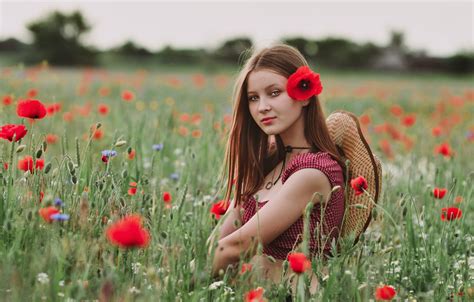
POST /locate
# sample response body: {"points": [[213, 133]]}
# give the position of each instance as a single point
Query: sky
{"points": [[439, 27]]}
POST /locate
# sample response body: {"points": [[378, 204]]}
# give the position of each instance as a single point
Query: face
{"points": [[269, 104]]}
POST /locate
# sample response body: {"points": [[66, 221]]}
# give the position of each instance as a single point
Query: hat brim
{"points": [[345, 131]]}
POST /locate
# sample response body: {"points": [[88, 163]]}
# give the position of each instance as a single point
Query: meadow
{"points": [[151, 142]]}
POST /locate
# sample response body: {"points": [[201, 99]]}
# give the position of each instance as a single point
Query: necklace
{"points": [[288, 149]]}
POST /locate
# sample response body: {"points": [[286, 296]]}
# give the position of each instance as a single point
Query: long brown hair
{"points": [[248, 158]]}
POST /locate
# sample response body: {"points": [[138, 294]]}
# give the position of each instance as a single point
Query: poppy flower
{"points": [[128, 95], [450, 213], [359, 184], [298, 262], [51, 138], [409, 120], [26, 164], [246, 267], [46, 213], [131, 154], [255, 295], [444, 149], [10, 130], [53, 108], [32, 93], [103, 109], [439, 192], [385, 292], [33, 109], [303, 84], [396, 110], [7, 100], [128, 233], [219, 208], [133, 188]]}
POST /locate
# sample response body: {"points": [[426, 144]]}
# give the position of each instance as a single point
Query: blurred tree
{"points": [[129, 48], [234, 51], [57, 39]]}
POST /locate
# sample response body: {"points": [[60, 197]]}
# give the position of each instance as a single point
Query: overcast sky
{"points": [[440, 27]]}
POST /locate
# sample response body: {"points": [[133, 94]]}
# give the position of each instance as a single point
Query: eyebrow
{"points": [[269, 86]]}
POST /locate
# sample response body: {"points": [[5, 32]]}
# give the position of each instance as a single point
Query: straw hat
{"points": [[345, 131]]}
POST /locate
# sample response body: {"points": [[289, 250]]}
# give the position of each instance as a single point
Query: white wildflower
{"points": [[42, 278]]}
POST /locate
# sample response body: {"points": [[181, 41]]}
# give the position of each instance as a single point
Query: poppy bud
{"points": [[120, 143], [47, 168], [20, 148]]}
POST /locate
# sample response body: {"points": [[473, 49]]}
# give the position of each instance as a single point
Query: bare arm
{"points": [[273, 219]]}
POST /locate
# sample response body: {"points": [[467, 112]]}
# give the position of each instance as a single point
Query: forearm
{"points": [[225, 254]]}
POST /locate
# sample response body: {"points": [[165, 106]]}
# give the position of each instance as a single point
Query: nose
{"points": [[263, 105]]}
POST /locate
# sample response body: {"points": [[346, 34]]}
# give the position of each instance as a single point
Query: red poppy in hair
{"points": [[359, 184], [303, 84], [219, 208], [450, 213], [10, 130], [31, 109]]}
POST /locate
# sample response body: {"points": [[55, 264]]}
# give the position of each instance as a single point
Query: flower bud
{"points": [[20, 148], [120, 143]]}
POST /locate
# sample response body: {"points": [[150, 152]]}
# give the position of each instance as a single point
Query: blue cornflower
{"points": [[157, 147], [58, 202], [109, 153], [174, 176], [59, 217]]}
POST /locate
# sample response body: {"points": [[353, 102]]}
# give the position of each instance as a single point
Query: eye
{"points": [[252, 98], [276, 92]]}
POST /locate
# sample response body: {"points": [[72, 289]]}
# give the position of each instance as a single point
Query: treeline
{"points": [[58, 37]]}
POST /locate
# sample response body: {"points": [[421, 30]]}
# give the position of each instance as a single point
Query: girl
{"points": [[279, 154]]}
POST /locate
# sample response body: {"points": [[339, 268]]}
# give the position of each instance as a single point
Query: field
{"points": [[168, 129]]}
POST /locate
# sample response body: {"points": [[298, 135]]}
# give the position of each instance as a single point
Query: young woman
{"points": [[278, 155]]}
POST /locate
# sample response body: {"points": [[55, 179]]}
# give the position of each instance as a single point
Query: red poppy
{"points": [[128, 95], [444, 149], [128, 232], [32, 93], [166, 197], [219, 208], [26, 164], [385, 292], [53, 108], [255, 295], [436, 131], [439, 192], [103, 109], [359, 184], [51, 138], [396, 110], [33, 109], [298, 262], [409, 120], [10, 130], [246, 267], [303, 84], [450, 213], [7, 100], [46, 213]]}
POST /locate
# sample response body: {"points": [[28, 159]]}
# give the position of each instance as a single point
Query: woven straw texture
{"points": [[345, 131]]}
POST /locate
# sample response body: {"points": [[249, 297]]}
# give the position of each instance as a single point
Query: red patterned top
{"points": [[333, 213]]}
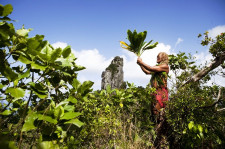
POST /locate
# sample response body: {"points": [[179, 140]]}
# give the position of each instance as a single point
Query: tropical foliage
{"points": [[44, 105], [137, 42]]}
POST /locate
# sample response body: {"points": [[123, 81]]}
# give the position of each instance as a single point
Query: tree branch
{"points": [[223, 109]]}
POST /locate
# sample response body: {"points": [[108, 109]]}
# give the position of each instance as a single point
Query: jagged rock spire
{"points": [[113, 74]]}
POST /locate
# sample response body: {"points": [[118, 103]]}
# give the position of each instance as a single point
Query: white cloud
{"points": [[203, 58], [179, 40], [59, 44], [96, 63], [216, 31], [133, 73]]}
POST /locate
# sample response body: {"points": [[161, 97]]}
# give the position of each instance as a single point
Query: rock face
{"points": [[113, 74]]}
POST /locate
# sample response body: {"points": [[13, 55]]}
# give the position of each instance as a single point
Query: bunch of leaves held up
{"points": [[137, 42]]}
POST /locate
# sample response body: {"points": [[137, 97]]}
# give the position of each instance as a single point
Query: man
{"points": [[158, 80]]}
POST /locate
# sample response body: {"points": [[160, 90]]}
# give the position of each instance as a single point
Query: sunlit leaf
{"points": [[66, 52], [76, 122], [6, 112], [70, 115]]}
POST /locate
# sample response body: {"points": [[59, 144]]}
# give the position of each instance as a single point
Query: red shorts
{"points": [[161, 96]]}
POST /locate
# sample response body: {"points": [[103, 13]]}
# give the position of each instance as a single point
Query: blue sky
{"points": [[94, 28]]}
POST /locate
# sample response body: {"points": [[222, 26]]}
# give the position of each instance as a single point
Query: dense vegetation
{"points": [[43, 105]]}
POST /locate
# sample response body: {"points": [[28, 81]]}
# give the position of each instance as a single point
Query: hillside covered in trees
{"points": [[44, 105]]}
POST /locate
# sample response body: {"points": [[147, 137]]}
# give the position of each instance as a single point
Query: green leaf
{"points": [[8, 72], [1, 85], [191, 125], [38, 66], [85, 87], [6, 112], [58, 112], [76, 122], [70, 115], [47, 118], [23, 32], [76, 84], [69, 108], [56, 54], [15, 92], [39, 89], [47, 145], [72, 99], [66, 52], [200, 128], [66, 62], [29, 121]]}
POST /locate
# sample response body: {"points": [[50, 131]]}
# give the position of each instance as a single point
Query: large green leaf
{"points": [[76, 84], [47, 145], [47, 118], [76, 122], [23, 32], [39, 89], [85, 87], [6, 112], [1, 85], [58, 112], [137, 44], [7, 71], [6, 10], [70, 115], [56, 54], [15, 92], [72, 99], [66, 52], [29, 121]]}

About this task
The entries above need to be output again in full, exactly, and without pictures.

Exercise answer
POST /locate
# sample response body: {"points": [[213, 133]]}
# give the position of each instance as a single point
Query: sky
{"points": [[439, 27]]}
POST /locate
# sample response body: {"points": [[378, 204]]}
# give the position of each instance as a single point
Query: face
{"points": [[269, 104]]}
POST /locate
# sample response body: {"points": [[66, 221]]}
# give the position of each instance as a single point
Query: hat brim
{"points": [[345, 131]]}
POST /locate
# sample response body: {"points": [[88, 163]]}
# give the position of each instance as a single point
Query: meadow
{"points": [[151, 142]]}
POST /locate
# sample response body: {"points": [[201, 99]]}
# give the position of each instance as a single point
Query: necklace
{"points": [[288, 149]]}
POST /locate
# sample response body: {"points": [[286, 296]]}
# give the position of each instance as a single point
Query: long brown hair
{"points": [[248, 158]]}
POST /locate
# sample response body: {"points": [[138, 294]]}
# give the position of each instance as a single point
Query: poppy flower
{"points": [[128, 95], [450, 213], [359, 184], [298, 262], [51, 138], [409, 120], [26, 164], [246, 267], [46, 213], [131, 154], [255, 295], [444, 149], [10, 130], [53, 108], [32, 93], [103, 109], [439, 192], [385, 292], [33, 109], [303, 84], [396, 110], [7, 100], [128, 233], [219, 208], [133, 188]]}
POST /locate
# sample response body: {"points": [[426, 144]]}
# give the position of each instance as a single point
Query: blurred tree
{"points": [[129, 48], [234, 51], [57, 39]]}
POST /locate
# sample response body: {"points": [[60, 197]]}
# give the position of each instance as a single point
Query: overcast sky
{"points": [[440, 27]]}
POST /locate
# sample response body: {"points": [[133, 94]]}
# give the position of each instance as a single point
Query: eyebrow
{"points": [[269, 86]]}
POST /locate
# sample response body: {"points": [[5, 32]]}
# give the position of each instance as a single point
Query: straw hat
{"points": [[345, 131]]}
POST /locate
# sample response body: {"points": [[289, 250]]}
# give the position of each instance as a single point
Query: white wildflower
{"points": [[42, 278]]}
POST /locate
# sample response body: {"points": [[181, 41]]}
# give the position of each instance as a single point
Query: poppy bud
{"points": [[120, 143], [47, 168], [20, 148]]}
POST /locate
# sample response body: {"points": [[473, 49]]}
# give the position of each instance as a single point
Query: bare arm
{"points": [[273, 219]]}
POST /locate
# sample response body: {"points": [[467, 112]]}
# give the position of each instance as a single point
Query: forearm
{"points": [[225, 254]]}
POST /locate
# sample response body: {"points": [[165, 106]]}
# give the position of each instance as a single point
Query: nose
{"points": [[263, 105]]}
POST /locate
# sample response body: {"points": [[346, 34]]}
# give the position of each instance as a single point
Query: red poppy in hair
{"points": [[359, 184], [303, 84], [219, 208], [450, 213], [10, 130], [31, 109]]}
POST /locate
# sample response body: {"points": [[55, 264]]}
# give the position of each instance as a single point
Query: flower bud
{"points": [[20, 148], [120, 143]]}
POST /locate
# sample response body: {"points": [[150, 152]]}
# give the position of each instance as a single point
Query: blue cornflower
{"points": [[157, 147], [58, 202], [109, 153], [174, 176], [59, 217]]}
POST /locate
# sample response body: {"points": [[353, 102]]}
# give the position of each instance as a single point
Query: eye
{"points": [[252, 98], [276, 92]]}
POST /locate
# sample response body: {"points": [[72, 289]]}
# give the position of each instance as a single point
Query: treeline
{"points": [[58, 37]]}
POST /locate
# sample response body: {"points": [[421, 30]]}
# give the position of each instance as a single point
Query: girl
{"points": [[279, 154]]}
POST /locate
# sample response body: {"points": [[339, 268]]}
# give the position of each instance as a single point
Query: field
{"points": [[168, 129]]}
POST /locate
# sample response body: {"points": [[298, 135]]}
# give the position of each instance as a single point
Query: young woman
{"points": [[278, 155]]}
POST /locate
# sample response body: {"points": [[55, 179]]}
# give the position of each instance as a single point
Query: red poppy
{"points": [[128, 95], [444, 149], [128, 232], [32, 93], [166, 197], [219, 208], [26, 164], [385, 292], [53, 108], [255, 295], [436, 131], [439, 192], [103, 109], [359, 184], [51, 138], [396, 110], [33, 109], [298, 262], [409, 120], [10, 130], [246, 267], [303, 84], [450, 213], [7, 100], [46, 213]]}
POST /locate
# sample response body: {"points": [[28, 159]]}
# give the position of each instance as a single point
Query: woven straw texture
{"points": [[345, 131]]}
POST /locate
# sample response body: {"points": [[249, 297]]}
# give the position of each instance as a single point
Query: red patterned top
{"points": [[333, 213]]}
POST /locate
# sample response body: {"points": [[179, 140]]}
# give the position of each instance as a single point
Query: tropical foliage
{"points": [[44, 105], [137, 42]]}
POST /locate
# sample response body: {"points": [[123, 81]]}
# give the position of each instance as a single point
Query: tree branch
{"points": [[223, 109]]}
POST /locate
# sample response body: {"points": [[108, 109]]}
# give the position of each instance as a single point
Query: jagged rock spire
{"points": [[113, 74]]}
POST /locate
# sample response body: {"points": [[118, 103]]}
# give the position of each instance as a single point
Query: white cloud
{"points": [[203, 58], [179, 40], [59, 44], [96, 63], [216, 31], [133, 73]]}
POST /locate
# sample response body: {"points": [[161, 97]]}
# give the position of each instance as a single point
Query: rock face
{"points": [[113, 74]]}
POST /locate
# sample response body: {"points": [[13, 55]]}
# give the position of each instance as a single point
Query: bunch of leaves held up
{"points": [[137, 42]]}
POST /locate
# sample response body: {"points": [[137, 97]]}
# give the position of each instance as a single point
Query: man
{"points": [[158, 80]]}
POST /locate
# sample response body: {"points": [[160, 90]]}
# give the position of each instance as a single point
Query: sunlit leaf
{"points": [[66, 52], [76, 122], [6, 112], [70, 115]]}
POST /locate
# sample response body: {"points": [[59, 144]]}
# give the position of each instance as a single point
Query: red shorts
{"points": [[161, 96]]}
POST /locate
# sample response body: {"points": [[103, 13]]}
# give the position of each instance as a single point
Query: blue sky
{"points": [[94, 28]]}
POST /locate
# sample response body: {"points": [[222, 26]]}
# give the position of each instance as a single point
Query: dense vegetation
{"points": [[43, 105]]}
POST /locate
# sample response body: {"points": [[28, 81]]}
# give the position of each instance as a single point
Query: hillside covered in trees
{"points": [[44, 105]]}
POST /locate
# sample response body: {"points": [[147, 137]]}
# give the position of each instance as a single point
Query: green leaf
{"points": [[8, 72], [1, 85], [191, 125], [38, 66], [85, 87], [6, 112], [58, 112], [76, 122], [70, 115], [47, 118], [23, 32], [76, 84], [69, 108], [56, 54], [15, 92], [39, 89], [47, 145], [72, 99], [66, 52], [200, 128], [66, 62], [29, 121]]}
POST /locate
# sample response body: {"points": [[50, 131]]}
# give the position of each instance as a single point
Query: large green leaf
{"points": [[76, 84], [47, 145], [47, 118], [76, 122], [23, 32], [39, 89], [85, 87], [6, 112], [1, 85], [58, 112], [137, 44], [7, 71], [6, 10], [70, 115], [56, 54], [15, 92], [72, 99], [66, 52], [29, 121]]}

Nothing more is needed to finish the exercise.